## Start Document extract

“Australian students donate shoes to Haiti” read the headline. I shuddered.
Shoes aren’t cheap in Australia, and it would cost a fortune to ship them all the way to Haiti, where to be honest, they could be bought much cheaper. So why, I wondered, would a group of Australian TAFE (community college) students donate 42,000 pairs of shoes to Haiti?
I was gearing up for a rant about how this was bad aid, following in the footsteps of the million T-shirts fiasco earlier this year. But, as I did research on where the idea came from, I was reminded that whether aid is good or bad is all about how things are done.
I’ll leave it to you to decide if these shoes are good or bad aid, but here’s what I found out…
The man behind the idea is Vulker Elver, a student who stumbled across the idea last year while trekking in the Himalayas. He met people walking across treacherous terrain with no or inadequate shoes at an altitude upwards of 4000 metres, and working for a sport shop back in Australia, he thought he could help by collecting and sending shoes.
He’d found something that he could see would make a difference and was really tangible. But, for aid to be good, we need to get beyond good intentions, and make sure we think through our ideas to get good outcomes. I was worried that he might not have thought through the cost-benefit and logistics of sending shoes, so asked him more about how it works.
Vulker explained that, “Shoes are expensive in Asia. A lot of people don’t have shoes and can’t afford to buy them. To buy as many shoes as we donated would have required at least a million dollars in donations.” Although not entirely true, as shoes cost a lot less in developing countries, that’s still several hundred thousand dollars worth of shoes, which is a phenomenal effort.
Vulker said that he’s been overwhelmed with the response – they’re up to 54,000 pairs now. At such a scale, he explained that it couldn’t have been possible without the support of Soles4Souls, a US charity that specialises in sending shoes to the developing world. They’ve given away over 10 million pairs of new and gently worn shoes to 126 countries, including Haiti, Kenya, Nepal and the United States.
Soles4Souls work on a big scale, so they know what they’re doing. But, I was skeptical on visiting their website, as they had no information on why sending shoes was a good idea, nor what the potential risks were, and they had a few photos that got close to poverty porn. What I really wanted to know was whether they promoted good aid – the sort the promoted long-term sustainability and enabled communities to stand on their own two feet in the future.
I sent them an email asking a few questions, and they got back to me quickly with thorough responses, the complete version of which you can read here.
In terms of keeping shipping costs down, they’re doing an amazing job, and are sensibly teaming up with local partners to deliver shoes as part of a larger aid package. “It typically costs about $1 for every pair that we donate, because of the volume we ship with our partners. We must be clear: it's not our intent to donate shoes by themselves. We send our footwear as part of comprehensive relief packages with 912 current international and US partners.”

## End Document extract
## Start Supplied entries

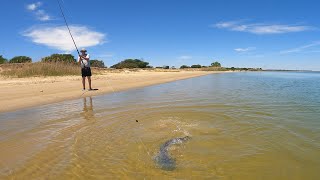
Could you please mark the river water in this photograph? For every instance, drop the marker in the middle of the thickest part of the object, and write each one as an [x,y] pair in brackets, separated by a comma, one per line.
[257,125]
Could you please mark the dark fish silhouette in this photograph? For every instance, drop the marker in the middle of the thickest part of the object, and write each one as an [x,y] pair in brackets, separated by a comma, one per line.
[163,158]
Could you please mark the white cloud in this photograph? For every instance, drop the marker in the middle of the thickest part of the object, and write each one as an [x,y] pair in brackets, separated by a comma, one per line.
[59,38]
[301,48]
[185,57]
[39,13]
[42,15]
[261,28]
[244,49]
[106,55]
[34,6]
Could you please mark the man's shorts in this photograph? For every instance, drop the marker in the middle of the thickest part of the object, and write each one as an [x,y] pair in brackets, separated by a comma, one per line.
[86,71]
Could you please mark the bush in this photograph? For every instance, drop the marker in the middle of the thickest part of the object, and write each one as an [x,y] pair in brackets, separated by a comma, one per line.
[196,66]
[3,60]
[66,58]
[97,63]
[20,59]
[165,67]
[41,69]
[216,64]
[184,66]
[130,63]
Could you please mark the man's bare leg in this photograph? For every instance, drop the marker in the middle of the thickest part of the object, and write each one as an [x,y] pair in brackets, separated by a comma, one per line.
[84,82]
[89,80]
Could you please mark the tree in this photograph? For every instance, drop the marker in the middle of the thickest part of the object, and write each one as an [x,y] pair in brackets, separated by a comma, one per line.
[20,59]
[196,66]
[130,63]
[216,64]
[3,60]
[66,58]
[97,63]
[184,66]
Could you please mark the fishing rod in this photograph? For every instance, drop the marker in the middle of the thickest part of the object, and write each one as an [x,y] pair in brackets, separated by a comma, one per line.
[65,20]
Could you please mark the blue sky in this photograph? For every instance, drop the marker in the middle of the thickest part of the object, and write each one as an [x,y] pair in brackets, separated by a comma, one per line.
[266,33]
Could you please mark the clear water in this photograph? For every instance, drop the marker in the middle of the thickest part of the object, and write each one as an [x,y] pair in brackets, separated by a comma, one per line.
[262,125]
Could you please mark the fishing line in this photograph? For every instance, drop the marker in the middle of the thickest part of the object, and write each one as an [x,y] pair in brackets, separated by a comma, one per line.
[113,90]
[65,20]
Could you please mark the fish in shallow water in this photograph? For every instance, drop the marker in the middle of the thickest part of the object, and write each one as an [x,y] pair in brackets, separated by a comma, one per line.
[163,158]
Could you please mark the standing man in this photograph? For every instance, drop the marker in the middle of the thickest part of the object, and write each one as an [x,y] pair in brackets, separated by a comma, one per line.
[84,61]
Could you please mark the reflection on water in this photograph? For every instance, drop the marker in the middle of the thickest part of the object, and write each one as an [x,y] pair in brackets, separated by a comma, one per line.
[87,112]
[243,126]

## End Supplied entries

§ What this exercise asks:
#1 Write out the passage from the post about donating shoes to Haiti, starting at "Shoes aren’t cheap" and ending at "things are done.".
#2 Write the next part of the post about Australian students donating shoes to Haiti, picking up right after its final sentence.

§ Written answers:
#1
Shoes aren’t cheap in Australia, and it would cost a fortune to ship them all the way to Haiti, where to be honest, they could be bought much cheaper. So why, I wondered, would a group of Australian TAFE (community college) students donate 42,000 pairs of shoes to Haiti?
I was gearing up for a rant about how this was bad aid, following in the footsteps of the million T-shirts fiasco earlier this year. But, as I did research on where the idea came from, I was reminded that whether aid is good or bad is all about how things are done.

#2
I asked why you wouldn’t buy shoes locally, and Soles4Souls responded that:
“We collect shoes in First World Countries because we each have so many pairs of perfectly good shoes we don't wear. Very often they are retired after one or two outings because of a variety of reasons (too large/small, a small scuff, color doesn't look the same as it did in the store, a present from a relative, etc). In the U.S., it's estimated that over 1.5 BILLION pairs of shoes sit idle in closets, attics, cupboards and garages. It's ridiculous and when we issue a call for people to clean out their homes of excess shoes, we always get thousands of perfectly great shoes that someone in need will treasure for many years to come.”
That makes good sense, builds on our desire to avoid waste, and enables shoes to have a second life. Added to that, Soles4Souls source about a third of their shoes as direct donations from corporates, and Vulker secured 9,000 pairs from Adidas and Evans shoes. At that scale, big corporate donations of new shoes seem like a good idea.
One question remained though – how do you make sure you don’t undercut local shoe retailers and increase a community’s dependence on charity and aid?
Soles4Souls “take special care not to harm nascent industries with the donations we make to people living in their area. We support shoe merchants (retail shops and shoe repair shops) wherever we distribute shoes by providing a very affordable micro-enterprise program.”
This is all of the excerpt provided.